**What the exercise asks:** Collect every line of the material below that contains the string "front", treating uppercase and lowercase as different.

Dataset excerpt:
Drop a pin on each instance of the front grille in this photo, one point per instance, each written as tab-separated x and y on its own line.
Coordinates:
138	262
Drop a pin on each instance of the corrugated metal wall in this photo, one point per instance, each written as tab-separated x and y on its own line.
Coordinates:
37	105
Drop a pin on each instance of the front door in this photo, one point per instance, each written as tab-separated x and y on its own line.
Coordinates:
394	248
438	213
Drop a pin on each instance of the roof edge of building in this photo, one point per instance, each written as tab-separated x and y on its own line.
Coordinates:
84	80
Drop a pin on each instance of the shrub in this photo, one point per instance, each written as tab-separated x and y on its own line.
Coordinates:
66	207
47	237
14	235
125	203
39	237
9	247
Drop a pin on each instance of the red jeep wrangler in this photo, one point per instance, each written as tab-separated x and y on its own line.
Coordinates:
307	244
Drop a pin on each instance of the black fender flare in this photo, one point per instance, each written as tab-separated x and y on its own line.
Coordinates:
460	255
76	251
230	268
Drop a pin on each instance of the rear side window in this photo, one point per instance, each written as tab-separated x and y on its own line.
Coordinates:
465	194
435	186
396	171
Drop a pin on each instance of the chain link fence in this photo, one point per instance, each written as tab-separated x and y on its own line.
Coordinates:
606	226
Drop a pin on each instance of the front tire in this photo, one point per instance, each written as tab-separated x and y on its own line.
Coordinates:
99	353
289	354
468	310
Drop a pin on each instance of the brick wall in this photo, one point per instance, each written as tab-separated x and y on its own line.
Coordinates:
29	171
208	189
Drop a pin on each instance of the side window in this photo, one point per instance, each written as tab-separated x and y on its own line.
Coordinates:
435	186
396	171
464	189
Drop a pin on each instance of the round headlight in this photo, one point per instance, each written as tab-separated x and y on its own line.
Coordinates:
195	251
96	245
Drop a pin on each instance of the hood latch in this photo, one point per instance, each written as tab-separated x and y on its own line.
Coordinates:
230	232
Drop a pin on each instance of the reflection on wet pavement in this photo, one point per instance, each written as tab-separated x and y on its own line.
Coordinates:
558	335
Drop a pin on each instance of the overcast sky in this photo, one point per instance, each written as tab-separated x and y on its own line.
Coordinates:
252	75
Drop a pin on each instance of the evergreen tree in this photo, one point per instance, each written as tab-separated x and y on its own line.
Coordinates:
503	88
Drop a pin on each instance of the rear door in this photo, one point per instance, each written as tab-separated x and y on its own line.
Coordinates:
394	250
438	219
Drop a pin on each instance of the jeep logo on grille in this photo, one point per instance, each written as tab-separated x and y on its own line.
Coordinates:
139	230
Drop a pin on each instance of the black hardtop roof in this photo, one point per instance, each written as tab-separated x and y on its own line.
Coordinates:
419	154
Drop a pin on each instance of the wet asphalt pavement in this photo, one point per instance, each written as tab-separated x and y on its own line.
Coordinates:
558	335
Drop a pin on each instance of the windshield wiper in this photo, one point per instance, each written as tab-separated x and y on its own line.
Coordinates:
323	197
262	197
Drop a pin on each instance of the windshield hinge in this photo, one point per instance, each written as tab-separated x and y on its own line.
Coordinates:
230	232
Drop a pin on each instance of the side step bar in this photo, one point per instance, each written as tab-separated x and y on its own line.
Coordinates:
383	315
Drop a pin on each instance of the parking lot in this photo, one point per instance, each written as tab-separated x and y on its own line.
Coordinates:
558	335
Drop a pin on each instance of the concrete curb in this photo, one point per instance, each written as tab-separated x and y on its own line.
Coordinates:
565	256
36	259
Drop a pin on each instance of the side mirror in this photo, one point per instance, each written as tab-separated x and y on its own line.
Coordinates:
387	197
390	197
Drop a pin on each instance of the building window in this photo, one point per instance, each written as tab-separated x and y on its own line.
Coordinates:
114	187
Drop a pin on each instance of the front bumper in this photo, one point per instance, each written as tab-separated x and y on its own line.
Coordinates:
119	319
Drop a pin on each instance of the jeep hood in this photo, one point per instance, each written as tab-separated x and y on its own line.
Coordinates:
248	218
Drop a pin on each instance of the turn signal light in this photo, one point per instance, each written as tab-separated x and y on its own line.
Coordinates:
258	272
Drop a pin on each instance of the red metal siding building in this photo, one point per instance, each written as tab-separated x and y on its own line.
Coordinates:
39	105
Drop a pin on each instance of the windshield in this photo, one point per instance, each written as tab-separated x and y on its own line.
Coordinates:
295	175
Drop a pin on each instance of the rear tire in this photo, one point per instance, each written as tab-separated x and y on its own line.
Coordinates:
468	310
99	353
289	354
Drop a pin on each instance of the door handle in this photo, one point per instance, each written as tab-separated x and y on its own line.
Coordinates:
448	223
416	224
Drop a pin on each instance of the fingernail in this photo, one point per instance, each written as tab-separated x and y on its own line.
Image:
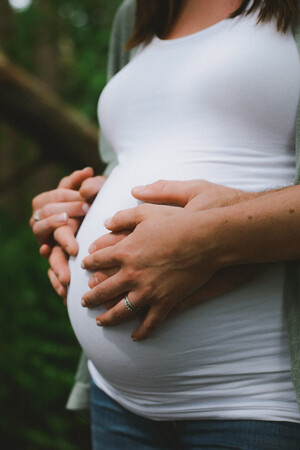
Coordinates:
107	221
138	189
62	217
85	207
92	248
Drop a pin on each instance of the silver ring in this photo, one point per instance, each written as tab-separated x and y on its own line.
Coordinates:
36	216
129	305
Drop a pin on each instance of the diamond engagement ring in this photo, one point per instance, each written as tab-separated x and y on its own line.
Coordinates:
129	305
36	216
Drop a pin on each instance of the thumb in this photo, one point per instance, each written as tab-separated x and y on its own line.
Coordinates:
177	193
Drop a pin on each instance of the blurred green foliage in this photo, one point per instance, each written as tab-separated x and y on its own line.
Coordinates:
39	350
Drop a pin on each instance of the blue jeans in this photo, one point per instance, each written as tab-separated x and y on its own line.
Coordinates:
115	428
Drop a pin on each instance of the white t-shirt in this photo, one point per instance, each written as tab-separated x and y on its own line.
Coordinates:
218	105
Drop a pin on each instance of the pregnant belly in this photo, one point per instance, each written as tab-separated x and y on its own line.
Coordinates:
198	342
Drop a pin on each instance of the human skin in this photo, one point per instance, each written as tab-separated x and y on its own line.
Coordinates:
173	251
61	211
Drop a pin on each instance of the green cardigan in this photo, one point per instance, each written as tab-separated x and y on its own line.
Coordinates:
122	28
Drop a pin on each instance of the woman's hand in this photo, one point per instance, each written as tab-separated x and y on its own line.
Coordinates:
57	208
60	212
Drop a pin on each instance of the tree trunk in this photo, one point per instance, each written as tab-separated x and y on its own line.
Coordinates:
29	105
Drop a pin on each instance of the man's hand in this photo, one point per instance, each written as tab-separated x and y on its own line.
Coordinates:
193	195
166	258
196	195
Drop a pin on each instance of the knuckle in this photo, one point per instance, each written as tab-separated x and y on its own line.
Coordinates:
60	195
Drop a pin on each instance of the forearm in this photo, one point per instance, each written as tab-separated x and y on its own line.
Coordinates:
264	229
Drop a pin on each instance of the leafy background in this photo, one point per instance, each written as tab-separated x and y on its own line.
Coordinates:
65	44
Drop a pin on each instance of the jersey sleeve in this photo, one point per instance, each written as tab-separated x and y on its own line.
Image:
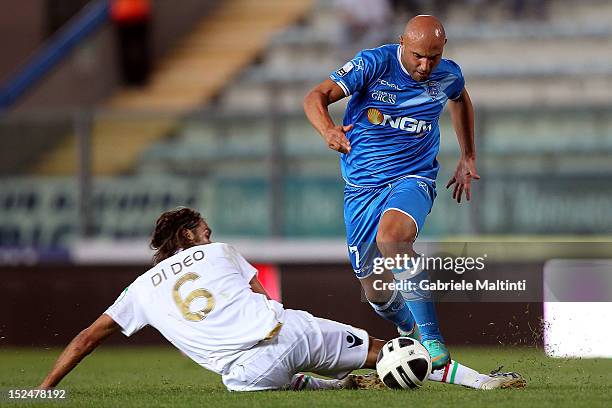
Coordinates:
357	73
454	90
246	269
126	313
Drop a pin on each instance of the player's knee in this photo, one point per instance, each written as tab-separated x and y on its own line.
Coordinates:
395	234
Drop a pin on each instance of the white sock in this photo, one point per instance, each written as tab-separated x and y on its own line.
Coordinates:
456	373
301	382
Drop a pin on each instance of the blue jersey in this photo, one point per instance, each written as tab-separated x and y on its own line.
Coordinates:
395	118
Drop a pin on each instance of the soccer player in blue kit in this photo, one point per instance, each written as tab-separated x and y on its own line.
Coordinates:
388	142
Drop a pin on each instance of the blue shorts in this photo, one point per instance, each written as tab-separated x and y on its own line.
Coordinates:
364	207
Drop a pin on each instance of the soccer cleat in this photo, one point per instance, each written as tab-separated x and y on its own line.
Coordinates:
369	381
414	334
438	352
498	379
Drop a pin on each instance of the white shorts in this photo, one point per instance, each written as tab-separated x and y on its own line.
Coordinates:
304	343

---

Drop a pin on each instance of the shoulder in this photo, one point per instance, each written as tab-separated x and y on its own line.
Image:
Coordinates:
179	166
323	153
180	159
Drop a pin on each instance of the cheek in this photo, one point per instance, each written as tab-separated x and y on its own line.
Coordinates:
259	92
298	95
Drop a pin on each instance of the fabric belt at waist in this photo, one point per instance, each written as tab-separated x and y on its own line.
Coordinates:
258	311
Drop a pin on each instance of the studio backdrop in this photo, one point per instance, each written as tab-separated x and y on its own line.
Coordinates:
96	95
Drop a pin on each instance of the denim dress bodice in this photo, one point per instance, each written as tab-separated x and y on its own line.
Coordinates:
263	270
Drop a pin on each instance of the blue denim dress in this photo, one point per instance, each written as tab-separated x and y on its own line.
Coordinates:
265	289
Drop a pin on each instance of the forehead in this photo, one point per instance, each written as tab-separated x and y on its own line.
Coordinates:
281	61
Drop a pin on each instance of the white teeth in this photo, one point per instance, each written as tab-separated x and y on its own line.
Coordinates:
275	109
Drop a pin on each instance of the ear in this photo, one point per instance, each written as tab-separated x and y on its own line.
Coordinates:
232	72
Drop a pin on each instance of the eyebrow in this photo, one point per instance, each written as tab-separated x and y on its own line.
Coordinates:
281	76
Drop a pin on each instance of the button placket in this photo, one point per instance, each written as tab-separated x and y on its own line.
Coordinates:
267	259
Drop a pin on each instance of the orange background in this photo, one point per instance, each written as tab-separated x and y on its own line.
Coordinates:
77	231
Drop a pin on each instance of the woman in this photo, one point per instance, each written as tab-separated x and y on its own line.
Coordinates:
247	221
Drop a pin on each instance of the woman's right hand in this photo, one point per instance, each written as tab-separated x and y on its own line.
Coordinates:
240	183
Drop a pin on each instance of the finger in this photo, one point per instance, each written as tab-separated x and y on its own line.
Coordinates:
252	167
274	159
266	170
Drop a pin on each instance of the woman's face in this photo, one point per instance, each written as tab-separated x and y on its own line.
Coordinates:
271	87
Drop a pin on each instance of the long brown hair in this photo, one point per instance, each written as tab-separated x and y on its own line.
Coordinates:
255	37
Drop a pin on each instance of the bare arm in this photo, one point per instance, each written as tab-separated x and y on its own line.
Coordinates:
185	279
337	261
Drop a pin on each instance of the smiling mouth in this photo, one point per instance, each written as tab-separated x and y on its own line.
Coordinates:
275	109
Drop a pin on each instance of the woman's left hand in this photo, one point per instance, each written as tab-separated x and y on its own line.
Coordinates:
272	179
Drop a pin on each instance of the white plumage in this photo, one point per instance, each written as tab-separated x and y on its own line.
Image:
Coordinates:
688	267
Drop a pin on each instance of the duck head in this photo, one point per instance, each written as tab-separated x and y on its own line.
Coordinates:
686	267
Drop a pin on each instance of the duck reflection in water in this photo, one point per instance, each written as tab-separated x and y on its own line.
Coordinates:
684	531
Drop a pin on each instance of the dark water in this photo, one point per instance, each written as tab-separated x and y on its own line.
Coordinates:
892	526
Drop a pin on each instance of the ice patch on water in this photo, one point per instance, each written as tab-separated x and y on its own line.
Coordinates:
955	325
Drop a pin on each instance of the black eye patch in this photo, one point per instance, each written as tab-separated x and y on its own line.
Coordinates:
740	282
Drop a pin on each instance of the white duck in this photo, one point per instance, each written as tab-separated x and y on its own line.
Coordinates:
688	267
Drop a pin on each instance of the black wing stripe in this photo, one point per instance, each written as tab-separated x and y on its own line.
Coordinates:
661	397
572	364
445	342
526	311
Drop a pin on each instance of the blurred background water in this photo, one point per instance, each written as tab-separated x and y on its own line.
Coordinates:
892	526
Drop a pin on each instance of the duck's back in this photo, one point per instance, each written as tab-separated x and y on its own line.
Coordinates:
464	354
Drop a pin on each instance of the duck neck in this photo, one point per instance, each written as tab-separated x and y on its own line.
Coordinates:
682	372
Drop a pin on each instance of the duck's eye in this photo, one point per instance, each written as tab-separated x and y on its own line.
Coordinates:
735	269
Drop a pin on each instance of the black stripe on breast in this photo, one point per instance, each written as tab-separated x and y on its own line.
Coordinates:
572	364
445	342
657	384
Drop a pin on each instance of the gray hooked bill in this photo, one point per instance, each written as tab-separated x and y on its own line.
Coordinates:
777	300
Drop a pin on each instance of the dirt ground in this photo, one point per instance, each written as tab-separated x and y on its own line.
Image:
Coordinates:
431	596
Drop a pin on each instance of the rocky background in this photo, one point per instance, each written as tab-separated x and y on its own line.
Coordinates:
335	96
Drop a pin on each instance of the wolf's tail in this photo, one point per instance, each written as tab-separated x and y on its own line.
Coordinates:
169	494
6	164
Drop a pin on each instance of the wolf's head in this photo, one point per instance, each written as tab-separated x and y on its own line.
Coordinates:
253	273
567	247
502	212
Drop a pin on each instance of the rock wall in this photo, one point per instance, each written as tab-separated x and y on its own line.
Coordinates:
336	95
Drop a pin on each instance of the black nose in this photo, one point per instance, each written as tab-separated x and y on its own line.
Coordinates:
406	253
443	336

**Response:**
Drop a pin on each instance of the front grille in this photo, one point per instance, each written as tab-separated x and y on its own line.
Drop a pin on each instance of the front door in this photo, one point per instance, each written as tab-separated x and y on its own line.
Drop a pin on each instance of the front tire in this photo, one point per instance, each written as tab-separated x and y on its own line.
Drop a pin on each instance of the front bumper in this photo, one point per instance, each written as tab-separated x and y on its own line.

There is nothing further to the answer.